Items from a dataset:
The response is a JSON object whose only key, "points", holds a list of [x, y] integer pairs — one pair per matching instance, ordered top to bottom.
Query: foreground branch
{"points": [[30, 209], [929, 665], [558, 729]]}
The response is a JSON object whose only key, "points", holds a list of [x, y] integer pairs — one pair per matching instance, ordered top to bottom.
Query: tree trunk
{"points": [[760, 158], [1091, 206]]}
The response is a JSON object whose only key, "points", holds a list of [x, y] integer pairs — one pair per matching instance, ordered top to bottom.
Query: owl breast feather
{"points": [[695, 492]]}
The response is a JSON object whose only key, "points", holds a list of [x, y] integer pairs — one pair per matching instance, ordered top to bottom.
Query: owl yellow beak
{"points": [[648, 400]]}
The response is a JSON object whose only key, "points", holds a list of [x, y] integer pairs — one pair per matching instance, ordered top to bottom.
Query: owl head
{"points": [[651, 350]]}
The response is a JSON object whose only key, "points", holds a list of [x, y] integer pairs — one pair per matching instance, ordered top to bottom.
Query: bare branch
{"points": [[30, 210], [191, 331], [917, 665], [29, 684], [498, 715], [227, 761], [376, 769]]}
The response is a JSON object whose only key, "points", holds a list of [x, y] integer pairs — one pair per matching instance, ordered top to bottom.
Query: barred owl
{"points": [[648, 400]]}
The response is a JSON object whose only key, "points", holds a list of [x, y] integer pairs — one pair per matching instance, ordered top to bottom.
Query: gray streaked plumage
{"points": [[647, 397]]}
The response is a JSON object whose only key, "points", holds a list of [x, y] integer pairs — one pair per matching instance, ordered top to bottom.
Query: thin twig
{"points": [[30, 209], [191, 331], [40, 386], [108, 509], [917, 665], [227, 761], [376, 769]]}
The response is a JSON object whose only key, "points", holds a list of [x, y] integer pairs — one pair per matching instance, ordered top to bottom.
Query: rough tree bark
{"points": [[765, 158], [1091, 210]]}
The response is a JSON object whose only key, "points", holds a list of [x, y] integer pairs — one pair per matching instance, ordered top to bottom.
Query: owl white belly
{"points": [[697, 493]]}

### Description of the task
Each record above, from first to last, should be written out again exactly.

### Task solution
The response is a JSON object whose only key, "points", holds a list of [x, y] integer pairs — one pair per matching instance, ordered top to bottom.
Query: foreground branch
{"points": [[30, 209], [929, 665], [558, 729]]}
The response is a JSON object whose only key, "points", holds a list of [x, y] integer pairs — one pair per matching instance, ordered top to bottom.
Query: tree trunk
{"points": [[760, 158], [1091, 206]]}
The response is a JSON object whose only key, "points", holds a list of [x, y] integer pairs — one pair per matching instance, ordered top to bottom.
Query: owl breast feather
{"points": [[695, 492]]}
The response is a JSON object whose only key, "points", holds a list of [x, y] integer pairs — one pair per matching instance, ordered top to bottom.
Query: owl yellow beak
{"points": [[648, 400]]}
The response is a JSON object whose only key, "points", holds a list of [x, y] integer pairs — one pair per matching instance, ordered top to bottom.
Query: owl head
{"points": [[651, 350]]}
The response is a JSON object whose only key, "points", holds a list of [x, y] integer pairs — one pair per matching instance, ordered top to bottom.
Query: bare branch
{"points": [[30, 210], [191, 331], [917, 665], [29, 684], [498, 715], [227, 761], [376, 769]]}
The response is a JSON object whose only key, "points", holds a list of [x, y] integer pairs — one pair per matching instance, ordered top to bottom.
Query: barred owl
{"points": [[648, 400]]}
The response is a JSON object whose only key, "points", holds a list of [x, y] integer pairs — one pair per matching instance, ordered top to bottom.
Query: gray streaked plumage
{"points": [[647, 397]]}
The response is a JSON object whose only key, "points", holds a list of [x, y] integer pairs — one pair per matching instance, ordered top to bottom.
Query: thin twig
{"points": [[30, 209], [191, 331], [40, 386], [108, 509], [917, 665], [227, 761], [376, 769]]}
The response is a JSON object whose only key, "points", holds a list of [x, y] integer pairs — one pair per matching instance, ordered top to bottom.
Query: rough tree bark
{"points": [[765, 158], [1091, 210]]}
The response is a JSON object whose only key, "points", holds a list of [x, y] integer pairs — one pair per matching instance, ordered top to bottom.
Query: owl white belly
{"points": [[697, 493]]}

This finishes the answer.